[Records from a dataset]
◆ ◆ ◆ ◆ ◆ ◆ ◆

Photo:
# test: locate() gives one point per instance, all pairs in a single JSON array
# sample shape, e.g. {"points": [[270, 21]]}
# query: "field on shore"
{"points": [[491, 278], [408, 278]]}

◆ ◆ ◆ ◆ ◆ ◆ ◆

> **What the exercise asks**:
Nothing but the lines from the one containing "# sample shape, e.g." through the last line of the data above should be given again, each exactly as it stands.

> **Written solution**:
# sample shape, e.g. {"points": [[270, 21]]}
# query: "field on shore"
{"points": [[491, 278], [408, 278]]}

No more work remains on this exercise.